(Saved entries)

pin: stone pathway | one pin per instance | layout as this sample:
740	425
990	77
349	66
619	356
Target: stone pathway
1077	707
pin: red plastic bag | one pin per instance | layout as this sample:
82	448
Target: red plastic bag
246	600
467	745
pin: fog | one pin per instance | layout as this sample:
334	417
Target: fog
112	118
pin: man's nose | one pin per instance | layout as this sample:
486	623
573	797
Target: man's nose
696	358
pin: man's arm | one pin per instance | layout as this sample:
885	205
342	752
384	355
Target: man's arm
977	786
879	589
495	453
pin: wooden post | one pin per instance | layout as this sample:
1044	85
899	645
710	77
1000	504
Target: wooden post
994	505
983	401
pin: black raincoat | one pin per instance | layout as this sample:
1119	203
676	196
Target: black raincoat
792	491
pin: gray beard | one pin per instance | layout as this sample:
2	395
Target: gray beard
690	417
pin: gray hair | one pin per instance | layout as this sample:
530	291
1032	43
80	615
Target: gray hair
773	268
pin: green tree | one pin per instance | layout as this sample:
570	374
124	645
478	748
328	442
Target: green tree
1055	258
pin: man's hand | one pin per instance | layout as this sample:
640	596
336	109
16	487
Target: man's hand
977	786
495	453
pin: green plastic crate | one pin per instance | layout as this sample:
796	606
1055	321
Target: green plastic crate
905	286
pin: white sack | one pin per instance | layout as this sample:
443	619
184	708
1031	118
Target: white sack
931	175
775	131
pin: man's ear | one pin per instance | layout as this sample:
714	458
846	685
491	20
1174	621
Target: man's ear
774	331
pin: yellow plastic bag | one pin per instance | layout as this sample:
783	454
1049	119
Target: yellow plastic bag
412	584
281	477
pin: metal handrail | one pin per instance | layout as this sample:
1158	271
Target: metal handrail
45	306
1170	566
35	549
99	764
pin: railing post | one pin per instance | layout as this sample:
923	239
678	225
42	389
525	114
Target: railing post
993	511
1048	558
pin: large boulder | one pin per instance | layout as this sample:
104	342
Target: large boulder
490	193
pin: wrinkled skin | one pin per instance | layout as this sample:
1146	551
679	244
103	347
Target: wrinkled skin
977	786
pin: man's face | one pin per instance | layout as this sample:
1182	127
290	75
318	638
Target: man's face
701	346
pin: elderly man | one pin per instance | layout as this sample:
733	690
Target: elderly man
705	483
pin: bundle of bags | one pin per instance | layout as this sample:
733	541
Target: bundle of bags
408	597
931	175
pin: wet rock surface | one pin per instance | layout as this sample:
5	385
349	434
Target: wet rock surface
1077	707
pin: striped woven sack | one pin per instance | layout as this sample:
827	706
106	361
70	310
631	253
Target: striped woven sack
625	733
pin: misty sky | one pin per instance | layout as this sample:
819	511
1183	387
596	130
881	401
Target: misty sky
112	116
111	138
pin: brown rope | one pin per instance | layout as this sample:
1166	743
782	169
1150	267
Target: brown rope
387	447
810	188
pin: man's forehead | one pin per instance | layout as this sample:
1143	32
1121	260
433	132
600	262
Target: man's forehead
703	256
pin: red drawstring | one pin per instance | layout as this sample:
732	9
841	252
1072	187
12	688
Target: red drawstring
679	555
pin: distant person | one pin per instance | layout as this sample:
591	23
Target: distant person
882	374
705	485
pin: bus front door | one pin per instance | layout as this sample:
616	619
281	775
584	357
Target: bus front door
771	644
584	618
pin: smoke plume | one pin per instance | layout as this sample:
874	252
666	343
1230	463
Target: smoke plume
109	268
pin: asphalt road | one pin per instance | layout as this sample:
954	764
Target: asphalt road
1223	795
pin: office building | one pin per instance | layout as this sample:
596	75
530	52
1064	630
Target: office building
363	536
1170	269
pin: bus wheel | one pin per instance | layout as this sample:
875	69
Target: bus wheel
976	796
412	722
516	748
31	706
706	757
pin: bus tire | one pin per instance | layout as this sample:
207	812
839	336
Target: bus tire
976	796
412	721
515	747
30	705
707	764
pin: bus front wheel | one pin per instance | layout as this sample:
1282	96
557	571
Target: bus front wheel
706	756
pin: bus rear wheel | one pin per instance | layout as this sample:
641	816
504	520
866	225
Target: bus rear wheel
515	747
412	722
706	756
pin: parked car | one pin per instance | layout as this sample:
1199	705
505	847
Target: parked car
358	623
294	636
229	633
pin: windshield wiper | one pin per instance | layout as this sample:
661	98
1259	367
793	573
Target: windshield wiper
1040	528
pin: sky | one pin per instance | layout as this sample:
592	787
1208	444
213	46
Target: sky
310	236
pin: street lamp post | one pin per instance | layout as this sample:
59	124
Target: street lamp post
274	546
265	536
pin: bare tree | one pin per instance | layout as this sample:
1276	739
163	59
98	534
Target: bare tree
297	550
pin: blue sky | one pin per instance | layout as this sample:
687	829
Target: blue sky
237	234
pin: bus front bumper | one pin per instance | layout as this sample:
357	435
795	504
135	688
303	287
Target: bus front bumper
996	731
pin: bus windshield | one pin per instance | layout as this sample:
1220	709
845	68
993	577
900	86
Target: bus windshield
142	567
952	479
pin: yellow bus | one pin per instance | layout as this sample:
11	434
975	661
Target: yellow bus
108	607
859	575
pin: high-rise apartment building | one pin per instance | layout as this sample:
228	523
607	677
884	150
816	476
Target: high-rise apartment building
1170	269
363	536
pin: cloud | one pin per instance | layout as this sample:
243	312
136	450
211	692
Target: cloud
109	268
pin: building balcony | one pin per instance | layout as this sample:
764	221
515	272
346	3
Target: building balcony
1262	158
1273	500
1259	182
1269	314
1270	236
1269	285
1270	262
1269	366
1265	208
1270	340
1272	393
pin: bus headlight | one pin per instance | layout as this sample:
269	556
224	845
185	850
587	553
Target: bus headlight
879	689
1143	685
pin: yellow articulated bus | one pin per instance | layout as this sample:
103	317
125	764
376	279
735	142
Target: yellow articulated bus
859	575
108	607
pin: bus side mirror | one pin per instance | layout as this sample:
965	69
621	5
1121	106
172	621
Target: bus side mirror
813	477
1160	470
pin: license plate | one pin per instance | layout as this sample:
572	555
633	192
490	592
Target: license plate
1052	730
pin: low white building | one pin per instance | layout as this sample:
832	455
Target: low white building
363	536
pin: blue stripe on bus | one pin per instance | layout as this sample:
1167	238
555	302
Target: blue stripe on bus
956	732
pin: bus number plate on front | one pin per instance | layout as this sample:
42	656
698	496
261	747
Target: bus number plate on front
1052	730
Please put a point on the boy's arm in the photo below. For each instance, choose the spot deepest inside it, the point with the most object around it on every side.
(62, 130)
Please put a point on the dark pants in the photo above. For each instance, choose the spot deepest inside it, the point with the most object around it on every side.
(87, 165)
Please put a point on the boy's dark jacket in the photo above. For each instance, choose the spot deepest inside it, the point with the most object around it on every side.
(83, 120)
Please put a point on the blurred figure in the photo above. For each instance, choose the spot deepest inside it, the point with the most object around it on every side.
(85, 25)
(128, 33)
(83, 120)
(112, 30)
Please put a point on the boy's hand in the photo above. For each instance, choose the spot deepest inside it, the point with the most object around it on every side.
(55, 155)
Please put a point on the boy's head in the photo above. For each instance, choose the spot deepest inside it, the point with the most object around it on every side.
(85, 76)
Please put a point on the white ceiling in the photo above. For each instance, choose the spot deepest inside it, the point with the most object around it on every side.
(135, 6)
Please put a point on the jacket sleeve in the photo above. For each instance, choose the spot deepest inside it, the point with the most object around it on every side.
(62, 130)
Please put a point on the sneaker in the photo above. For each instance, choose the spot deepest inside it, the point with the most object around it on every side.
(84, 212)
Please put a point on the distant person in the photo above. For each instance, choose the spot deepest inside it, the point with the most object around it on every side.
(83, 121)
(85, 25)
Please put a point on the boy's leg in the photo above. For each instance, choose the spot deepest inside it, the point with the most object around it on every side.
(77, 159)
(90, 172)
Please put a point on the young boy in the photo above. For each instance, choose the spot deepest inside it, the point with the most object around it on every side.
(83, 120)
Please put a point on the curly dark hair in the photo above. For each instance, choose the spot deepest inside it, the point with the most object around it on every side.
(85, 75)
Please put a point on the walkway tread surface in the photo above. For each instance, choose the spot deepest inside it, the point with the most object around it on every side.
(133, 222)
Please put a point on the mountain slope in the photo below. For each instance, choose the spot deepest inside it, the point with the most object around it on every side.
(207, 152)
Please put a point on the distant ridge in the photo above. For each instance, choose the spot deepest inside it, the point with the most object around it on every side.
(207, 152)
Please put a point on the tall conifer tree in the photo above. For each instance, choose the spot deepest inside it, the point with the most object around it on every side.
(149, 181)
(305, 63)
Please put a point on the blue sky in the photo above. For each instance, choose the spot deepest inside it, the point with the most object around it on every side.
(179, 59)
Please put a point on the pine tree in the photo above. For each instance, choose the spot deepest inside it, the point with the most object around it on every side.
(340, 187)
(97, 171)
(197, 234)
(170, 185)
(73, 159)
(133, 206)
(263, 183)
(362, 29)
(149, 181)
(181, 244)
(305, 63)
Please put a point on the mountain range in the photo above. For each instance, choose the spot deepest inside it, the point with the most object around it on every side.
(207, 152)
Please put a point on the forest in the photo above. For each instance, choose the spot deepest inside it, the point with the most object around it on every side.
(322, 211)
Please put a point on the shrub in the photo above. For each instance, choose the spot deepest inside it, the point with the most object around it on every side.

== EXERCISE BRIEF ==
Only output the lines from the one with "Please put a point on the mountain slope" through the end of the entries above, exactly as they are.

== EXERCISE OUTPUT ==
Please put a point on the mountain slope in the photo below. For each instance, choose the spot deepest inside it, the point with the most object around it on every side.
(207, 152)
Please put a point on the distant ridge in the photo above. For each instance, choose the spot deepest inside it, the point with the most object around it on every side.
(207, 152)
Please put a point on the tall conifer tree in the photo above. For each instance, choose the spot deepest inside it, the point with the most object around it on every side.
(149, 181)
(305, 63)
Please put a point on the blue sky in the photo above. For each instance, choose the spot deepest inside it, the point with the most object around it on every side.
(179, 59)
Please put a point on the pine tree in the photo above. For each instance, choose the spot deepest inside it, the point with the most object around it on every side.
(340, 187)
(97, 171)
(197, 234)
(170, 185)
(73, 159)
(133, 206)
(263, 183)
(362, 29)
(149, 181)
(181, 244)
(305, 63)
Please put a point on the mountain range in the photo above. For each instance, choose the spot deepest inside it, the point with the most object around it on every side.
(207, 152)
Please put a point on the forest in the photo above. For each instance, choose the spot deepest inside it, the point with the most object around it on every side.
(322, 211)
Please put a point on the shrub in the photo above. For each instance, choose the spot deepest inside it, the point with the most object around it on every side.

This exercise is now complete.